--- What the task requires ---
Reproduce the stretch of the CADO frame text below from "CADO_T(immediately before turnaround)" through "we do that?", word for word.

--- Source extract ---
+++++

Now, from the definition of the CADO frame, the MSIRF(t) for all t from 0 years up to, but not including, 20 years, is the same inertial frame ... it's the one which is moving at a velocity relative to the home-twin of 0.866 ly/y, and in which the traveler is located at the spatial origin. During that entire segment, 0 <= t < 20, the traveler (by definition) agrees with that single MSIRF about the age of any distant inertial object or person, and thus he also agrees with that MSIRF about how fast or how slowly any distant person is ageing, compared to his own ageing. So, during that outbound leg (but not including the instant at t = 20), the traveler is entitled to use the time-dilation result, and he concludes that the home-twin is ageing half as fast as he himself is. So he concludes that, right at the end of his constant-velocity outbound leg (but before he does his instantaneous turnaround), that the home-twin is 10 years old. Therefore we've been able to determine that

CADO_T(immediately before turnaround) = 10 years old.

The fact that the traveler is entitled to use the time-dilation result, during his entire unaccelerated outbound segment, is also true of any unaccelerated segment, of finite duration, in his life. During any unaccelerated finite segment of his life, he is a full-fledged inertial observer during that entire segment, and he is entitled to use the Lorentz equations to determine simultaneity at a distance, and he is entitled to use the time-dilation and length-contraction results that follow from the Lorentz equations.

So, for the entire outbound leg, we didn't need to use the CADO equation at all ... the time-dilation result was all that we needed. But we do need the CADO equation in order to determine what happens during the turnaround, right at the instant t = 20 years. How do we do that?

To make use of the CADO equation during the turnaround, we need to know the values of the three quantities on the right-hand-side of the CADO equation (CADO_H, v, and L), immediately before and immediately after the instantaneous turnaround. CADO_H and L are quantities that are computed in the home-twin's inertial frame, and they are always continuous ... they never change discontinuously, even when v changes discontinuously. So CADO_H and L don't change during the turnaround, but v does change.

+++++

--- Dataset ---
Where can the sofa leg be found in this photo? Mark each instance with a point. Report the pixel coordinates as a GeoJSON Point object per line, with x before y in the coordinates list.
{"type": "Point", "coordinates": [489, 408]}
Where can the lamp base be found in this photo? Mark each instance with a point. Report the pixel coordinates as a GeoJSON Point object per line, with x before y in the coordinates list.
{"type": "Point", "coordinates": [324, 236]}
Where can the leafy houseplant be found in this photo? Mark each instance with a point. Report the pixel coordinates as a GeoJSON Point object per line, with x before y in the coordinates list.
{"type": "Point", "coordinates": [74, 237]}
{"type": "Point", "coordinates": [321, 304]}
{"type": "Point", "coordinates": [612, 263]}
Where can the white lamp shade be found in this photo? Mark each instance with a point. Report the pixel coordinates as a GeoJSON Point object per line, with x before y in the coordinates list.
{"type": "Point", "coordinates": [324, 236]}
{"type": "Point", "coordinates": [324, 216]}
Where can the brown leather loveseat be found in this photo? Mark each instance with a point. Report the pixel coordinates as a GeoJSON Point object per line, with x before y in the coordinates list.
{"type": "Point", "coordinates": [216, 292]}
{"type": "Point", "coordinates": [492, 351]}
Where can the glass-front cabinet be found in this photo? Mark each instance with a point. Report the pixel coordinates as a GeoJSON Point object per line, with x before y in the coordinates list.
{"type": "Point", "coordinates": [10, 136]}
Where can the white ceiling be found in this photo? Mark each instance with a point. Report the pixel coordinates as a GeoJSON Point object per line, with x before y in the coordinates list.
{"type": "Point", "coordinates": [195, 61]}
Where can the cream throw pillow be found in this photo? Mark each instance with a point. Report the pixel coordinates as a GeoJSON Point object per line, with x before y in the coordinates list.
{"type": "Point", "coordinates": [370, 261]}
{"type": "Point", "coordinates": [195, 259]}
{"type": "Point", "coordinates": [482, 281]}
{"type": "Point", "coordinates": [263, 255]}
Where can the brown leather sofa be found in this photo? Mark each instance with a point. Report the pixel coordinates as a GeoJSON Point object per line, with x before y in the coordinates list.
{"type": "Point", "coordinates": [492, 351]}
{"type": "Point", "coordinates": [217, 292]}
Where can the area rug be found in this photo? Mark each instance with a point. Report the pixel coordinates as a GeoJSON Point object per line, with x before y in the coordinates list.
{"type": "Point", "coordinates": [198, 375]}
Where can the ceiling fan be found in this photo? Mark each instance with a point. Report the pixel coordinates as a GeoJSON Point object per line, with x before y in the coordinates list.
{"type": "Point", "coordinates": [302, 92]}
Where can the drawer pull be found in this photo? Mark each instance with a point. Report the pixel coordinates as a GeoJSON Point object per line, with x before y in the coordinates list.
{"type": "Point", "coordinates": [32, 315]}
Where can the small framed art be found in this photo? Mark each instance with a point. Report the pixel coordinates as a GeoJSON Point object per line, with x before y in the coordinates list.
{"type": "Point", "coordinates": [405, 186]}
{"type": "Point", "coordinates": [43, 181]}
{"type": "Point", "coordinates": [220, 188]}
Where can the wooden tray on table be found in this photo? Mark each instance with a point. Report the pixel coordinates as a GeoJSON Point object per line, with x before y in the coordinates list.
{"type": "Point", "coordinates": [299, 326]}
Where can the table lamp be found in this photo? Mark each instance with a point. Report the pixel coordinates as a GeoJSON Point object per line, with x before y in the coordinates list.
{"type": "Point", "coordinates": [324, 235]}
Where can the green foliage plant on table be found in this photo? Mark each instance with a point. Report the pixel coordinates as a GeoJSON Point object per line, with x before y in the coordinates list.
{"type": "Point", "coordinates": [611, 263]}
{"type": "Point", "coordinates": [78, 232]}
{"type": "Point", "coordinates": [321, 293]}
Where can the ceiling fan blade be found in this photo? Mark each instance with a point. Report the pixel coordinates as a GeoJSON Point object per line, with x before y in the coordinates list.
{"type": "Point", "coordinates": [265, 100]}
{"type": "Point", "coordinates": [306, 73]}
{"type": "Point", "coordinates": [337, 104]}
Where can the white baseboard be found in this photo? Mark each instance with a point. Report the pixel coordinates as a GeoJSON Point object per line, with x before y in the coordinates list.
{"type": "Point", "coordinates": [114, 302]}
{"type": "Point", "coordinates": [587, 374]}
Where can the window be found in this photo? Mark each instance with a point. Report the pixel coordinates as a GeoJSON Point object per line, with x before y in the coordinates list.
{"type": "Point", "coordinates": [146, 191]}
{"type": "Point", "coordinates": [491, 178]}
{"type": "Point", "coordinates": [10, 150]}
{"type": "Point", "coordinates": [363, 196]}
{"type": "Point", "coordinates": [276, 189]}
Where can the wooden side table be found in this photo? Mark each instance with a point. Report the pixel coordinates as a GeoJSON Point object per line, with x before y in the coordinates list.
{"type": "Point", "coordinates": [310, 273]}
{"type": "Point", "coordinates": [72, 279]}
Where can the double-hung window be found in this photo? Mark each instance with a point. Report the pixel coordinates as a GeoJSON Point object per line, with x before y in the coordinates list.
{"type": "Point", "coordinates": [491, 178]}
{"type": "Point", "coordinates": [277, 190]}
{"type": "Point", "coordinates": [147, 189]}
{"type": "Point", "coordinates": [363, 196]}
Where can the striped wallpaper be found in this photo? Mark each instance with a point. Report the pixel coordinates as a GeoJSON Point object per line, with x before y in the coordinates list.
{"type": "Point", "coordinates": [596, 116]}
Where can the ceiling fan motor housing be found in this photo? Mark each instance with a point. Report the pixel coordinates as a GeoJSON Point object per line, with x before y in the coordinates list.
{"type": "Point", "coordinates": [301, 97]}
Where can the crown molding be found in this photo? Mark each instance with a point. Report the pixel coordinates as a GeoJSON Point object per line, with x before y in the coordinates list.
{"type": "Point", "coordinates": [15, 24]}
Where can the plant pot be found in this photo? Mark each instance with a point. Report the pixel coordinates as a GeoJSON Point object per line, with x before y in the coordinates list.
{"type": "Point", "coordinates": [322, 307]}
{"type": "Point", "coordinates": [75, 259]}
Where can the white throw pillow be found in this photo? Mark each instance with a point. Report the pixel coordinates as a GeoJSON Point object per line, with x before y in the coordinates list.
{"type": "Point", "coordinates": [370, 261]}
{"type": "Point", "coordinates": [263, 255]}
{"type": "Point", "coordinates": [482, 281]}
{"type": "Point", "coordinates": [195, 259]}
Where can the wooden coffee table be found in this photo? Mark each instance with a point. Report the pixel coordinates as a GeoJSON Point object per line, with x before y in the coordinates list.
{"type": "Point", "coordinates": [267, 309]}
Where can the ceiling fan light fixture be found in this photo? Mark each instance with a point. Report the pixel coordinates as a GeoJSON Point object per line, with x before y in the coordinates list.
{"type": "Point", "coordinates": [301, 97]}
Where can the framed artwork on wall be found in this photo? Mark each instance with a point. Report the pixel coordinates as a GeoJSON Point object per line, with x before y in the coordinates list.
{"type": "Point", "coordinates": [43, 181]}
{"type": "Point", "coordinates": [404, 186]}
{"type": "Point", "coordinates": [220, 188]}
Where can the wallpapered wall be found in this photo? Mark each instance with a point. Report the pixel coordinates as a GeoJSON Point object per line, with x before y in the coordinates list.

+++++

--- Solution to the exercise ---
CADO_T(immediately before turnaround) = 10 years old.

The fact that the traveler is entitled to use the time-dilation result, during his entire unaccelerated outbound segment, is also true of any unaccelerated segment, of finite duration, in his life. During any unaccelerated finite segment of his life, he is a full-fledged inertial observer during that entire segment, and he is entitled to use the Lorentz equations to determine simultaneity at a distance, and he is entitled to use the time-dilation and length-contraction results that follow from the Lorentz equations.

So, for the entire outbound leg, we didn't need to use the CADO equation at all ... the time-dilation result was all that we needed. But we do need the CADO equation in order to determine what happens during the turnaround, right at the instant t = 20 years. How do we do that?